====== Source data ======

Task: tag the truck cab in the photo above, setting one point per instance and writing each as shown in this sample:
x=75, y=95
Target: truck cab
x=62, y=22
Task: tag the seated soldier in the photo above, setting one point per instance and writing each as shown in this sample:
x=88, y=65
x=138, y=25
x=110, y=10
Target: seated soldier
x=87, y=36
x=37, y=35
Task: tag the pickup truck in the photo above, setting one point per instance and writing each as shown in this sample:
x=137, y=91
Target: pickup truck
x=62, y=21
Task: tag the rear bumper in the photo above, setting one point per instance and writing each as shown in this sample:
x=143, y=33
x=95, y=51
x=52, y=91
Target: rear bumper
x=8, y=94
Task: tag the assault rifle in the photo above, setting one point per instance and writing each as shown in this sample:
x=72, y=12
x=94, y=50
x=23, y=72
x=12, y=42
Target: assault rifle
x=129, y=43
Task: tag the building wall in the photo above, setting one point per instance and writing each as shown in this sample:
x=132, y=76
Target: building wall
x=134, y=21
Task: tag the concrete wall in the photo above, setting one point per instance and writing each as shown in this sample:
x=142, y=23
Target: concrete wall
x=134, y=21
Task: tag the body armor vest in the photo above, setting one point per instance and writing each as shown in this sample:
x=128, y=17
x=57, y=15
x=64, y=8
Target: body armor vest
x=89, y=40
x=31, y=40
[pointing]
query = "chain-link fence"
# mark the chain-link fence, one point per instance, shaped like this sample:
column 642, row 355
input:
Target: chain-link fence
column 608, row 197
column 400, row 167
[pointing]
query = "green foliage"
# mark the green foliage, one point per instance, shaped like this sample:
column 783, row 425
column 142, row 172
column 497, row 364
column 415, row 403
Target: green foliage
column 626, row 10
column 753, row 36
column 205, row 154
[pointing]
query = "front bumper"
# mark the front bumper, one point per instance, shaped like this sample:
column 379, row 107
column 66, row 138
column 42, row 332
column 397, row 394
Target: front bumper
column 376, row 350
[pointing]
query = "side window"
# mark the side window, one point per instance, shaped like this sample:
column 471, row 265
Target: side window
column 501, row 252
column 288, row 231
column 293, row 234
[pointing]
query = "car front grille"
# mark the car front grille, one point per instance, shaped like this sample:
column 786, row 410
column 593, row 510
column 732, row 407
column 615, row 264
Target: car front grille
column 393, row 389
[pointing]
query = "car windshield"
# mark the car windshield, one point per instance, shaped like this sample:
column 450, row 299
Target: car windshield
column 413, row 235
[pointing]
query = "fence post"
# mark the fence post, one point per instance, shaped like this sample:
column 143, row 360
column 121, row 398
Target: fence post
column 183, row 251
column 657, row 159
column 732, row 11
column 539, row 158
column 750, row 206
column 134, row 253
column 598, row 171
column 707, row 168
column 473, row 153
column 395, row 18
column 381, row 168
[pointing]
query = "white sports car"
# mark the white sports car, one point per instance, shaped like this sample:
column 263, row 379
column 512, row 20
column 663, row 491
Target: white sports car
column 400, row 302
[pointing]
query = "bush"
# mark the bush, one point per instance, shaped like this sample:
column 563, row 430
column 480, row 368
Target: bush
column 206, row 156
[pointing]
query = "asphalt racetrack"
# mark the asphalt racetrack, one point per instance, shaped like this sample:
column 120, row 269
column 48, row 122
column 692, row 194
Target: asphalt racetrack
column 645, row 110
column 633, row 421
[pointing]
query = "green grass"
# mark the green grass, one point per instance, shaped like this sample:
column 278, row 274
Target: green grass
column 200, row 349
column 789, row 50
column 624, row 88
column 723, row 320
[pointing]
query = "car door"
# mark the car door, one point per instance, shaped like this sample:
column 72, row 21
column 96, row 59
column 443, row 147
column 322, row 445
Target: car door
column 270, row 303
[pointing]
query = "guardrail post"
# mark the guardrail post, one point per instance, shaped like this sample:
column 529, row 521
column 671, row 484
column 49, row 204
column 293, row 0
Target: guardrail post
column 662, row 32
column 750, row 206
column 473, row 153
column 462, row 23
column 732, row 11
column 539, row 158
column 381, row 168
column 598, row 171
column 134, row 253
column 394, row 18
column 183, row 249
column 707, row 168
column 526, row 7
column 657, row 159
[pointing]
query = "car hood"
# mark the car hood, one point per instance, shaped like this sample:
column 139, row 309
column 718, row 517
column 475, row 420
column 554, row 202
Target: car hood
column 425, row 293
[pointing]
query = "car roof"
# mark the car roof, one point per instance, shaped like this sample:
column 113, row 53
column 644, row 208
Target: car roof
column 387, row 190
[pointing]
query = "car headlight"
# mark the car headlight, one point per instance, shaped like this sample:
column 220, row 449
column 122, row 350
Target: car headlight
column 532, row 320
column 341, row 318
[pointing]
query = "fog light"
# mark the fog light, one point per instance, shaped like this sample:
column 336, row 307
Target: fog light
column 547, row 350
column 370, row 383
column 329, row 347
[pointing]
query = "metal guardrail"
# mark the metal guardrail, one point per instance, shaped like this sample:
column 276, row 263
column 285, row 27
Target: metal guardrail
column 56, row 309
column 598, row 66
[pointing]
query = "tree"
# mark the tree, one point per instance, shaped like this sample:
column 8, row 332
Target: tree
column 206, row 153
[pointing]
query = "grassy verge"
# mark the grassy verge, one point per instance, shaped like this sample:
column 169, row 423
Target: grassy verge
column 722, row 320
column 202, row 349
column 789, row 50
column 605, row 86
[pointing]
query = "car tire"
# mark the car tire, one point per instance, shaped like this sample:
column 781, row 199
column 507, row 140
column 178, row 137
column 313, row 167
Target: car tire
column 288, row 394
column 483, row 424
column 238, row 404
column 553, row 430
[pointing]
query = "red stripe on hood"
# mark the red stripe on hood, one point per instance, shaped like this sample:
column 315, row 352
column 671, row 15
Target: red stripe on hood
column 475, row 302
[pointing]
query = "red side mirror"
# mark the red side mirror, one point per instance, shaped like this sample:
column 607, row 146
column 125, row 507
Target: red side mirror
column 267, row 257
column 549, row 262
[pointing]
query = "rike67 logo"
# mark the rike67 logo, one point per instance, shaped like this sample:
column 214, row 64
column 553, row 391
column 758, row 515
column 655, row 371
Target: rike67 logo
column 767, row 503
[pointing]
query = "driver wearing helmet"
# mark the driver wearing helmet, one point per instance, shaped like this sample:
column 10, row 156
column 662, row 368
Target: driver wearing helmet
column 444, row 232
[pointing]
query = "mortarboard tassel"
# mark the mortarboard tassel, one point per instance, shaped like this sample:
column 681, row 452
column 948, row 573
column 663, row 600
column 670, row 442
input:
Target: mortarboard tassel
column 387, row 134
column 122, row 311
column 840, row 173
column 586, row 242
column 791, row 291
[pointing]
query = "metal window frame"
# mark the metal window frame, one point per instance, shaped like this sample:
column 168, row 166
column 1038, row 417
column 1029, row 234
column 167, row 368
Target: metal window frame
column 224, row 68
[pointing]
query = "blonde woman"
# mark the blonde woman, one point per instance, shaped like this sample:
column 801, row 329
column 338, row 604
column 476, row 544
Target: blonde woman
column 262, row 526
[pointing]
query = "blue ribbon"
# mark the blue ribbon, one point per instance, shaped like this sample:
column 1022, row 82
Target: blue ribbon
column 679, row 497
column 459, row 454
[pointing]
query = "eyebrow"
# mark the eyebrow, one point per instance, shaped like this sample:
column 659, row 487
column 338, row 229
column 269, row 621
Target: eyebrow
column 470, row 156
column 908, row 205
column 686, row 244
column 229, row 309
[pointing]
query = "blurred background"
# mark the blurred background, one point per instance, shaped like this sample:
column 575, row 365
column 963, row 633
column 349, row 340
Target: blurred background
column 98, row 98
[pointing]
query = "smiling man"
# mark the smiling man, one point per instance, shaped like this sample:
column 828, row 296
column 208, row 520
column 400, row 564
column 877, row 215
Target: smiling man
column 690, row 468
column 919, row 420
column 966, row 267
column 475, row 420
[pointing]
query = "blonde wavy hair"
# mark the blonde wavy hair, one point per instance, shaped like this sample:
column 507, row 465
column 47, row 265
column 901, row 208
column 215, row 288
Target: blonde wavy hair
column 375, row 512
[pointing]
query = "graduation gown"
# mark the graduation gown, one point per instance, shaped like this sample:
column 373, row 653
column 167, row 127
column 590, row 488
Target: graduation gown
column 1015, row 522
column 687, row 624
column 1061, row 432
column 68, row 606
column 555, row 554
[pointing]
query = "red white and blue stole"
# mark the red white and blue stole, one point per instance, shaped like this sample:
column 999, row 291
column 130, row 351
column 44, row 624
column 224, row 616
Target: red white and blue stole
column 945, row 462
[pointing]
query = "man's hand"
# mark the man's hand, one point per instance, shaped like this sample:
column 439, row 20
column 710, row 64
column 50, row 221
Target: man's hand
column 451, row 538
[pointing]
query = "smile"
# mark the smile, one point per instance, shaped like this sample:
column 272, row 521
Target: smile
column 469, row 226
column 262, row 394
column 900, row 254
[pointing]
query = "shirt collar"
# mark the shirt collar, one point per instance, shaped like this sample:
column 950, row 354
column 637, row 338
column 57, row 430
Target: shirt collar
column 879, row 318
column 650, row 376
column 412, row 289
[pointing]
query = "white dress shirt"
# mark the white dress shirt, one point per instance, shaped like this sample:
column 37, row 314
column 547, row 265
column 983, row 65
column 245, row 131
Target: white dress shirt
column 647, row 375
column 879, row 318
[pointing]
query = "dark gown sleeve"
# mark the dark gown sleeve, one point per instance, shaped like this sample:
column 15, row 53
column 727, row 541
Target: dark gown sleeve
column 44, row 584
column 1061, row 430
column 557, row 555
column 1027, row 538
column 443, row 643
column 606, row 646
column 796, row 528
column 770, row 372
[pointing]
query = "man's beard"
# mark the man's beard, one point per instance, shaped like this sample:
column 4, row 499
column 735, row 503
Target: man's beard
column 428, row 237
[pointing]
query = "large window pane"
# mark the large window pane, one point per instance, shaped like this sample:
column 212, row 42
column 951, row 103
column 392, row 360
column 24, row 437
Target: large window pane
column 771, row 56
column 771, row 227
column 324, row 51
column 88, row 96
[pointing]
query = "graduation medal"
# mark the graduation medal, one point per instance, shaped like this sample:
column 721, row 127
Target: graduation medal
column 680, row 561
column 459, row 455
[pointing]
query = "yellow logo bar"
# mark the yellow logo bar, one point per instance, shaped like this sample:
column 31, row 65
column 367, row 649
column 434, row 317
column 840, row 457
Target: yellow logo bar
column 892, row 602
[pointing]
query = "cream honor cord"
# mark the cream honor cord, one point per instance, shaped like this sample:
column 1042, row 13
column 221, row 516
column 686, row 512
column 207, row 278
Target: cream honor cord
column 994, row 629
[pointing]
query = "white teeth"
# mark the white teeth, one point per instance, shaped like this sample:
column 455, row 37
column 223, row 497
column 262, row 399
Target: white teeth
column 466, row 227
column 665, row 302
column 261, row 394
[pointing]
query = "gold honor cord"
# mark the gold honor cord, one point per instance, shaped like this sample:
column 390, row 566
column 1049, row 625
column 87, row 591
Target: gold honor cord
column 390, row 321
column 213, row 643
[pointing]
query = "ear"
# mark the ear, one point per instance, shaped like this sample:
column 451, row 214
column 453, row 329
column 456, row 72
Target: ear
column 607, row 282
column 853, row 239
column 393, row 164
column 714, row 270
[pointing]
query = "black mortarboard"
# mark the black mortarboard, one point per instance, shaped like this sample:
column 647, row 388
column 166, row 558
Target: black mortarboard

======

Given exercise. Which lines of the data above contain the string "racetrack"? Report each one in full, treating uppercase and lowercase letters as different.

Response to the exercise.
query = "asphalt racetrack"
# mark the asphalt racetrack, one point per instance, shaped like this sample:
Target: asphalt racetrack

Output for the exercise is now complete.